#### Data:

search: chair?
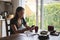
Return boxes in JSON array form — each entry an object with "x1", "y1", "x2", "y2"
[
  {"x1": 5, "y1": 14, "x2": 14, "y2": 36},
  {"x1": 5, "y1": 18, "x2": 11, "y2": 36}
]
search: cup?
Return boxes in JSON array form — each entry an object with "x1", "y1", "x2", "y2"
[
  {"x1": 35, "y1": 26, "x2": 38, "y2": 33},
  {"x1": 48, "y1": 26, "x2": 54, "y2": 31}
]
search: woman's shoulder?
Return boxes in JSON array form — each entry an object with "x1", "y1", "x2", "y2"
[
  {"x1": 11, "y1": 18, "x2": 16, "y2": 21},
  {"x1": 10, "y1": 18, "x2": 17, "y2": 24}
]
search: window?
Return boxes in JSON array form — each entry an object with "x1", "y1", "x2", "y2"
[
  {"x1": 19, "y1": 0, "x2": 40, "y2": 28},
  {"x1": 24, "y1": 0, "x2": 36, "y2": 26},
  {"x1": 24, "y1": 0, "x2": 40, "y2": 28},
  {"x1": 43, "y1": 0, "x2": 60, "y2": 31}
]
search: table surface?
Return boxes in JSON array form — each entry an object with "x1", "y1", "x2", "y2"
[{"x1": 0, "y1": 32, "x2": 60, "y2": 40}]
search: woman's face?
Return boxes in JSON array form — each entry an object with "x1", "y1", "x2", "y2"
[{"x1": 18, "y1": 10, "x2": 24, "y2": 18}]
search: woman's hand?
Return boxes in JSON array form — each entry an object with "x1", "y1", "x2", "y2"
[
  {"x1": 29, "y1": 25, "x2": 35, "y2": 32},
  {"x1": 26, "y1": 26, "x2": 35, "y2": 30},
  {"x1": 26, "y1": 27, "x2": 31, "y2": 30}
]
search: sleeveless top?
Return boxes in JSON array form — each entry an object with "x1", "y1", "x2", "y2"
[{"x1": 10, "y1": 18, "x2": 26, "y2": 34}]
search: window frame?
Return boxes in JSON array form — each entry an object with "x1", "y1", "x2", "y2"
[{"x1": 40, "y1": 0, "x2": 44, "y2": 29}]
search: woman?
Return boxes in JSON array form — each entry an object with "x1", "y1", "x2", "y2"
[{"x1": 10, "y1": 7, "x2": 35, "y2": 34}]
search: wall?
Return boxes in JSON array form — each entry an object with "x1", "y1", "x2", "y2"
[
  {"x1": 0, "y1": 2, "x2": 5, "y2": 37},
  {"x1": 12, "y1": 0, "x2": 24, "y2": 13},
  {"x1": 12, "y1": 0, "x2": 19, "y2": 13},
  {"x1": 0, "y1": 2, "x2": 5, "y2": 14}
]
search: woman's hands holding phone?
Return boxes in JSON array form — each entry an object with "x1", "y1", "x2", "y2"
[{"x1": 26, "y1": 25, "x2": 35, "y2": 31}]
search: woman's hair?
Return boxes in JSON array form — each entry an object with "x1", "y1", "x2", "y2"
[{"x1": 14, "y1": 7, "x2": 24, "y2": 19}]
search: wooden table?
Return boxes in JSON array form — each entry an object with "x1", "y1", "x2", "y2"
[{"x1": 0, "y1": 33, "x2": 60, "y2": 40}]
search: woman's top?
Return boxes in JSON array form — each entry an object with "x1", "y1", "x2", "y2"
[{"x1": 10, "y1": 18, "x2": 26, "y2": 34}]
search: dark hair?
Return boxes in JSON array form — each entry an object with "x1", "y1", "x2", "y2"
[{"x1": 14, "y1": 7, "x2": 24, "y2": 19}]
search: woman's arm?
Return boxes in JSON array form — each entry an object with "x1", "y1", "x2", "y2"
[
  {"x1": 11, "y1": 24, "x2": 31, "y2": 33},
  {"x1": 24, "y1": 23, "x2": 35, "y2": 30},
  {"x1": 23, "y1": 18, "x2": 35, "y2": 30}
]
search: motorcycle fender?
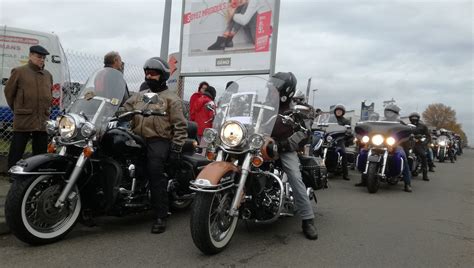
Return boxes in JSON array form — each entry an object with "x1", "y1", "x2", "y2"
[
  {"x1": 368, "y1": 155, "x2": 381, "y2": 163},
  {"x1": 196, "y1": 161, "x2": 240, "y2": 186},
  {"x1": 9, "y1": 153, "x2": 75, "y2": 178}
]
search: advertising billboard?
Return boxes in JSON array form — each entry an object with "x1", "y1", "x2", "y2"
[{"x1": 180, "y1": 0, "x2": 279, "y2": 76}]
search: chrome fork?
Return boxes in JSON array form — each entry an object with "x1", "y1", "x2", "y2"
[
  {"x1": 55, "y1": 152, "x2": 88, "y2": 207},
  {"x1": 229, "y1": 153, "x2": 251, "y2": 217}
]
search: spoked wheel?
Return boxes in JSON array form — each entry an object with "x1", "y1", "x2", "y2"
[
  {"x1": 5, "y1": 175, "x2": 81, "y2": 245},
  {"x1": 190, "y1": 190, "x2": 238, "y2": 255}
]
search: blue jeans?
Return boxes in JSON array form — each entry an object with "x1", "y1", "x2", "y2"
[
  {"x1": 279, "y1": 151, "x2": 315, "y2": 220},
  {"x1": 398, "y1": 147, "x2": 411, "y2": 185}
]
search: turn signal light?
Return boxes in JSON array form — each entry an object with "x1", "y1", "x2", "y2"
[
  {"x1": 206, "y1": 151, "x2": 216, "y2": 161},
  {"x1": 83, "y1": 146, "x2": 94, "y2": 158},
  {"x1": 47, "y1": 143, "x2": 56, "y2": 153},
  {"x1": 251, "y1": 156, "x2": 264, "y2": 167}
]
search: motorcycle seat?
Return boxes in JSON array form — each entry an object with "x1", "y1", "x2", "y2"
[{"x1": 182, "y1": 153, "x2": 212, "y2": 169}]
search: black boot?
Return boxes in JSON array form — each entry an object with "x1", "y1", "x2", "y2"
[
  {"x1": 151, "y1": 218, "x2": 167, "y2": 234},
  {"x1": 342, "y1": 173, "x2": 350, "y2": 181},
  {"x1": 302, "y1": 219, "x2": 318, "y2": 240},
  {"x1": 429, "y1": 167, "x2": 435, "y2": 172},
  {"x1": 225, "y1": 36, "x2": 234, "y2": 47},
  {"x1": 404, "y1": 183, "x2": 412, "y2": 192},
  {"x1": 422, "y1": 171, "x2": 429, "y2": 181},
  {"x1": 355, "y1": 175, "x2": 367, "y2": 186},
  {"x1": 207, "y1": 36, "x2": 227, "y2": 50}
]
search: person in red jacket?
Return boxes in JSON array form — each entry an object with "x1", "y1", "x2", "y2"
[
  {"x1": 194, "y1": 86, "x2": 216, "y2": 142},
  {"x1": 189, "y1": 81, "x2": 209, "y2": 121}
]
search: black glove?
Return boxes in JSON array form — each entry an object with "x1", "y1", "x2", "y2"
[
  {"x1": 169, "y1": 143, "x2": 182, "y2": 161},
  {"x1": 288, "y1": 131, "x2": 307, "y2": 151}
]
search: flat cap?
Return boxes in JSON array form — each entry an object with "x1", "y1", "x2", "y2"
[{"x1": 29, "y1": 45, "x2": 50, "y2": 55}]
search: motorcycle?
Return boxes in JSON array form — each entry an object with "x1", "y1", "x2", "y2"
[
  {"x1": 5, "y1": 68, "x2": 210, "y2": 245},
  {"x1": 311, "y1": 113, "x2": 354, "y2": 177},
  {"x1": 407, "y1": 134, "x2": 428, "y2": 177},
  {"x1": 436, "y1": 135, "x2": 455, "y2": 163},
  {"x1": 189, "y1": 77, "x2": 326, "y2": 254},
  {"x1": 355, "y1": 121, "x2": 412, "y2": 193}
]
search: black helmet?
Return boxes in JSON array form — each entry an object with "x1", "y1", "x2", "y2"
[
  {"x1": 409, "y1": 112, "x2": 421, "y2": 124},
  {"x1": 270, "y1": 72, "x2": 297, "y2": 103},
  {"x1": 143, "y1": 57, "x2": 170, "y2": 80},
  {"x1": 334, "y1": 104, "x2": 346, "y2": 116},
  {"x1": 384, "y1": 104, "x2": 400, "y2": 115}
]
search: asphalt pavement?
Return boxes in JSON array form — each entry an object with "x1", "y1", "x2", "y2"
[{"x1": 0, "y1": 150, "x2": 472, "y2": 267}]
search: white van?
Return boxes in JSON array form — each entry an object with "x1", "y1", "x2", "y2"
[{"x1": 0, "y1": 26, "x2": 70, "y2": 129}]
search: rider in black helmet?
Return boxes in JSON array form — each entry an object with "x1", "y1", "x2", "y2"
[
  {"x1": 333, "y1": 104, "x2": 352, "y2": 180},
  {"x1": 124, "y1": 56, "x2": 187, "y2": 234},
  {"x1": 270, "y1": 72, "x2": 318, "y2": 240},
  {"x1": 409, "y1": 112, "x2": 431, "y2": 180}
]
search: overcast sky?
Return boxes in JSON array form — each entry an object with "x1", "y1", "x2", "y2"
[{"x1": 1, "y1": 0, "x2": 473, "y2": 142}]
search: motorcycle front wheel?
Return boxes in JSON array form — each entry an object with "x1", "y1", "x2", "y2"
[
  {"x1": 190, "y1": 189, "x2": 238, "y2": 255},
  {"x1": 5, "y1": 175, "x2": 81, "y2": 245},
  {"x1": 439, "y1": 149, "x2": 445, "y2": 162},
  {"x1": 366, "y1": 162, "x2": 380, "y2": 193}
]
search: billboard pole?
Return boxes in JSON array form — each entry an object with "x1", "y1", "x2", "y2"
[
  {"x1": 160, "y1": 0, "x2": 172, "y2": 60},
  {"x1": 305, "y1": 77, "x2": 312, "y2": 103},
  {"x1": 269, "y1": 0, "x2": 281, "y2": 76}
]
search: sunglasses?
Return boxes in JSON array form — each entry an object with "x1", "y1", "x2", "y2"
[{"x1": 145, "y1": 69, "x2": 160, "y2": 76}]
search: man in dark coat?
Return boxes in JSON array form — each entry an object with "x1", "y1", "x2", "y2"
[{"x1": 4, "y1": 45, "x2": 53, "y2": 168}]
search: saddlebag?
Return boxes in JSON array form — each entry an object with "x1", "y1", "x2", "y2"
[{"x1": 299, "y1": 155, "x2": 328, "y2": 190}]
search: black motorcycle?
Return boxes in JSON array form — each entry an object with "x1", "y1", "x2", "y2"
[
  {"x1": 312, "y1": 114, "x2": 353, "y2": 177},
  {"x1": 5, "y1": 68, "x2": 210, "y2": 245}
]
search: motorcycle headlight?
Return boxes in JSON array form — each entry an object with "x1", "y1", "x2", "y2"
[
  {"x1": 371, "y1": 134, "x2": 384, "y2": 146},
  {"x1": 58, "y1": 115, "x2": 77, "y2": 139},
  {"x1": 249, "y1": 134, "x2": 264, "y2": 149},
  {"x1": 203, "y1": 128, "x2": 218, "y2": 144},
  {"x1": 362, "y1": 136, "x2": 370, "y2": 143},
  {"x1": 386, "y1": 137, "x2": 396, "y2": 146},
  {"x1": 326, "y1": 135, "x2": 333, "y2": 142},
  {"x1": 439, "y1": 141, "x2": 446, "y2": 146},
  {"x1": 45, "y1": 119, "x2": 58, "y2": 135},
  {"x1": 220, "y1": 121, "x2": 245, "y2": 148},
  {"x1": 81, "y1": 122, "x2": 96, "y2": 138}
]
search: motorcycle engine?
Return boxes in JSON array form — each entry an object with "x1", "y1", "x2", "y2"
[{"x1": 244, "y1": 173, "x2": 281, "y2": 221}]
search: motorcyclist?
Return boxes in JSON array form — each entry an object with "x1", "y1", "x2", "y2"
[
  {"x1": 409, "y1": 112, "x2": 430, "y2": 181},
  {"x1": 454, "y1": 133, "x2": 463, "y2": 155},
  {"x1": 292, "y1": 90, "x2": 317, "y2": 120},
  {"x1": 356, "y1": 104, "x2": 413, "y2": 192},
  {"x1": 124, "y1": 57, "x2": 188, "y2": 234},
  {"x1": 270, "y1": 72, "x2": 318, "y2": 240},
  {"x1": 333, "y1": 104, "x2": 352, "y2": 180}
]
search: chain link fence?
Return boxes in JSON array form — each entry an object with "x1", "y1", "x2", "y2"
[
  {"x1": 0, "y1": 50, "x2": 145, "y2": 155},
  {"x1": 0, "y1": 49, "x2": 250, "y2": 156}
]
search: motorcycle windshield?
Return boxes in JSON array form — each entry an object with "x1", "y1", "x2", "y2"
[
  {"x1": 67, "y1": 68, "x2": 126, "y2": 135},
  {"x1": 214, "y1": 76, "x2": 279, "y2": 138},
  {"x1": 314, "y1": 113, "x2": 346, "y2": 133},
  {"x1": 438, "y1": 135, "x2": 449, "y2": 143}
]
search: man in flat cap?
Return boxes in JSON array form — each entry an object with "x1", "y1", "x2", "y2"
[{"x1": 4, "y1": 45, "x2": 53, "y2": 168}]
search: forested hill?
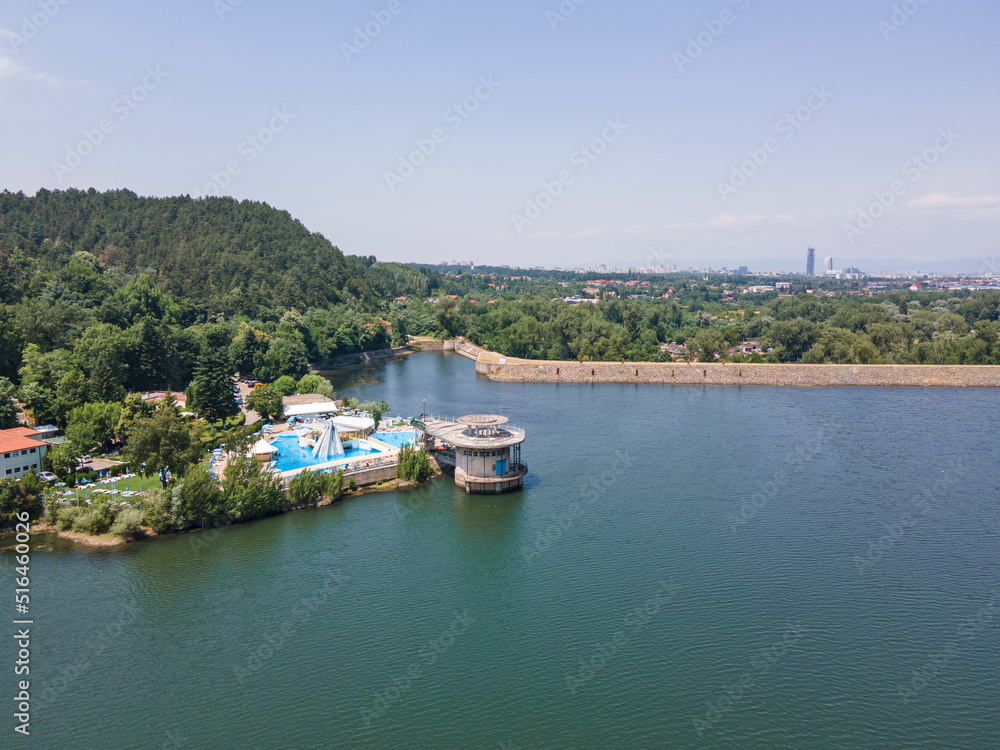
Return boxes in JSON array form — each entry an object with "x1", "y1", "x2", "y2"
[
  {"x1": 0, "y1": 188, "x2": 416, "y2": 314},
  {"x1": 0, "y1": 189, "x2": 447, "y2": 423}
]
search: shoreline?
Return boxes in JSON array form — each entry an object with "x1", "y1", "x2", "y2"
[
  {"x1": 12, "y1": 469, "x2": 442, "y2": 550},
  {"x1": 451, "y1": 340, "x2": 1000, "y2": 387}
]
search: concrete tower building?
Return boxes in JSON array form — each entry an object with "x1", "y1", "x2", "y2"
[
  {"x1": 423, "y1": 414, "x2": 527, "y2": 494},
  {"x1": 806, "y1": 247, "x2": 815, "y2": 276}
]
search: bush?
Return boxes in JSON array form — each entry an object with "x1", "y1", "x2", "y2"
[
  {"x1": 348, "y1": 478, "x2": 358, "y2": 492},
  {"x1": 321, "y1": 470, "x2": 344, "y2": 502},
  {"x1": 55, "y1": 506, "x2": 85, "y2": 531},
  {"x1": 142, "y1": 487, "x2": 184, "y2": 534},
  {"x1": 110, "y1": 508, "x2": 145, "y2": 541},
  {"x1": 288, "y1": 471, "x2": 322, "y2": 507},
  {"x1": 72, "y1": 503, "x2": 114, "y2": 535},
  {"x1": 396, "y1": 445, "x2": 432, "y2": 482}
]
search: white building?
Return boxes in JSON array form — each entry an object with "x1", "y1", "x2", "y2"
[{"x1": 0, "y1": 428, "x2": 48, "y2": 480}]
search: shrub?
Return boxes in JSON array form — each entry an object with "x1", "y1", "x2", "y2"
[
  {"x1": 396, "y1": 445, "x2": 432, "y2": 482},
  {"x1": 348, "y1": 478, "x2": 358, "y2": 492},
  {"x1": 55, "y1": 506, "x2": 85, "y2": 531},
  {"x1": 72, "y1": 503, "x2": 114, "y2": 535},
  {"x1": 110, "y1": 508, "x2": 145, "y2": 541},
  {"x1": 142, "y1": 487, "x2": 185, "y2": 534},
  {"x1": 321, "y1": 470, "x2": 344, "y2": 502},
  {"x1": 288, "y1": 471, "x2": 321, "y2": 507}
]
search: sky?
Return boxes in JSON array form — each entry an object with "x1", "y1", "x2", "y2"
[{"x1": 1, "y1": 0, "x2": 998, "y2": 273}]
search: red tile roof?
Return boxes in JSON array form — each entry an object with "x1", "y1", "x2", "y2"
[
  {"x1": 0, "y1": 431, "x2": 47, "y2": 454},
  {"x1": 4, "y1": 427, "x2": 40, "y2": 439}
]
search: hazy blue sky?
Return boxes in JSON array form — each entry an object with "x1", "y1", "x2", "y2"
[{"x1": 2, "y1": 0, "x2": 998, "y2": 271}]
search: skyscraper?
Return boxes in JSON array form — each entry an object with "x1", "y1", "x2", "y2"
[
  {"x1": 826, "y1": 257, "x2": 834, "y2": 272},
  {"x1": 806, "y1": 247, "x2": 815, "y2": 276}
]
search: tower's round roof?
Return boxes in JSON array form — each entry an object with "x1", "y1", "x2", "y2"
[{"x1": 456, "y1": 414, "x2": 509, "y2": 427}]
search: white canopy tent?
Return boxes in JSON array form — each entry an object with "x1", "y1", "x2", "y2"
[
  {"x1": 283, "y1": 402, "x2": 340, "y2": 418},
  {"x1": 251, "y1": 438, "x2": 279, "y2": 457}
]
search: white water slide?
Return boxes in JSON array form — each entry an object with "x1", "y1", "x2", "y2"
[{"x1": 311, "y1": 423, "x2": 345, "y2": 460}]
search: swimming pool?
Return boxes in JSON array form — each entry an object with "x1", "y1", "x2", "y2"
[
  {"x1": 269, "y1": 432, "x2": 382, "y2": 474},
  {"x1": 371, "y1": 431, "x2": 419, "y2": 449}
]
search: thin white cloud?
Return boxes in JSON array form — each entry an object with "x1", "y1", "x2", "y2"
[
  {"x1": 775, "y1": 214, "x2": 812, "y2": 227},
  {"x1": 908, "y1": 193, "x2": 1000, "y2": 208},
  {"x1": 526, "y1": 227, "x2": 615, "y2": 240},
  {"x1": 620, "y1": 224, "x2": 651, "y2": 235},
  {"x1": 0, "y1": 55, "x2": 24, "y2": 78},
  {"x1": 908, "y1": 193, "x2": 1000, "y2": 220},
  {"x1": 663, "y1": 214, "x2": 767, "y2": 231}
]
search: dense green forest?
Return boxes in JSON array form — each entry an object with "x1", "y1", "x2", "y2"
[
  {"x1": 0, "y1": 188, "x2": 444, "y2": 429},
  {"x1": 2, "y1": 188, "x2": 998, "y2": 438}
]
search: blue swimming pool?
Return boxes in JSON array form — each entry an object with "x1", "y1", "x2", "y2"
[
  {"x1": 269, "y1": 432, "x2": 381, "y2": 474},
  {"x1": 371, "y1": 430, "x2": 419, "y2": 449}
]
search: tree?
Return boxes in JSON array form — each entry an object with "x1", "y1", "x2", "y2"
[
  {"x1": 221, "y1": 454, "x2": 284, "y2": 522},
  {"x1": 396, "y1": 445, "x2": 432, "y2": 482},
  {"x1": 115, "y1": 393, "x2": 155, "y2": 444},
  {"x1": 127, "y1": 408, "x2": 203, "y2": 479},
  {"x1": 65, "y1": 402, "x2": 123, "y2": 455},
  {"x1": 0, "y1": 473, "x2": 45, "y2": 528},
  {"x1": 288, "y1": 470, "x2": 322, "y2": 507},
  {"x1": 189, "y1": 343, "x2": 237, "y2": 427},
  {"x1": 392, "y1": 314, "x2": 408, "y2": 347},
  {"x1": 245, "y1": 384, "x2": 284, "y2": 421},
  {"x1": 176, "y1": 463, "x2": 223, "y2": 527},
  {"x1": 0, "y1": 377, "x2": 18, "y2": 429},
  {"x1": 230, "y1": 323, "x2": 268, "y2": 379},
  {"x1": 360, "y1": 399, "x2": 390, "y2": 430},
  {"x1": 271, "y1": 375, "x2": 298, "y2": 397},
  {"x1": 296, "y1": 373, "x2": 334, "y2": 399}
]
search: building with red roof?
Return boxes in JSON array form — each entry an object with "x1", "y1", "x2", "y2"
[{"x1": 0, "y1": 428, "x2": 48, "y2": 479}]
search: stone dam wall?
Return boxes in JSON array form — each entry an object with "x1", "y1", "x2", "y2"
[
  {"x1": 447, "y1": 340, "x2": 1000, "y2": 387},
  {"x1": 480, "y1": 361, "x2": 1000, "y2": 387}
]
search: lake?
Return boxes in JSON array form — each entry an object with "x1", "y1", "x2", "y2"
[{"x1": 4, "y1": 351, "x2": 999, "y2": 748}]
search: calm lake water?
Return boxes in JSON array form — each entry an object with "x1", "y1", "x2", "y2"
[{"x1": 4, "y1": 352, "x2": 999, "y2": 749}]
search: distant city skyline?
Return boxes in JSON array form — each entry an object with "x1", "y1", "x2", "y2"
[{"x1": 2, "y1": 0, "x2": 998, "y2": 270}]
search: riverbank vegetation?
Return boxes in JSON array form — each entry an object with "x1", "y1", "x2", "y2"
[{"x1": 396, "y1": 445, "x2": 433, "y2": 482}]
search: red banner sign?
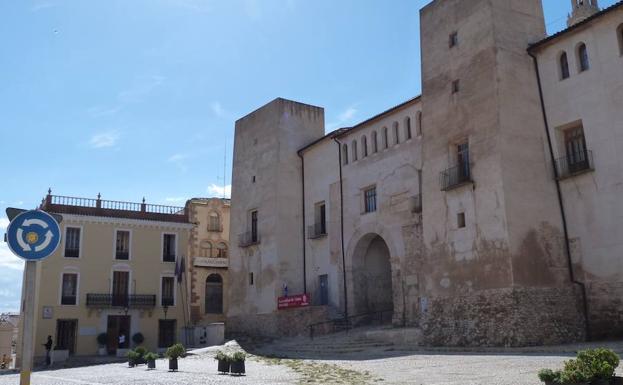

#### Work item:
Please print the lines exactly, from the top of the material through the line with "search: woman's hand?", and omit the pictures.

#### Answer section:
search: chair?
Return boxes in JSON array form — each entry an object with "x1", "y1", "x2", "y2"
[
  {"x1": 5, "y1": 14, "x2": 14, "y2": 36},
  {"x1": 5, "y1": 18, "x2": 11, "y2": 36}
]
search: cup?
Return boxes in JSON array form — each entry an object with "x1", "y1", "x2", "y2"
[
  {"x1": 35, "y1": 26, "x2": 38, "y2": 33},
  {"x1": 48, "y1": 26, "x2": 54, "y2": 31}
]
search: woman's shoulder?
Return boxes in JSON array form — each entry an object with "x1", "y1", "x2", "y2"
[
  {"x1": 11, "y1": 18, "x2": 16, "y2": 21},
  {"x1": 10, "y1": 18, "x2": 17, "y2": 24}
]
search: window?
Return boxes in JSON array form — each entry an object with "x1", "y1", "x2", "y2"
[
  {"x1": 19, "y1": 0, "x2": 40, "y2": 28},
  {"x1": 24, "y1": 0, "x2": 36, "y2": 26},
  {"x1": 24, "y1": 0, "x2": 40, "y2": 28},
  {"x1": 43, "y1": 0, "x2": 60, "y2": 31}
]
search: table surface?
Return boxes in JSON array form — each entry an object with "x1", "y1", "x2", "y2"
[{"x1": 0, "y1": 32, "x2": 60, "y2": 40}]
search: woman's face?
Return boxes in JSON array form — each entry an object with "x1", "y1", "x2", "y2"
[{"x1": 18, "y1": 10, "x2": 24, "y2": 18}]
search: woman's hand?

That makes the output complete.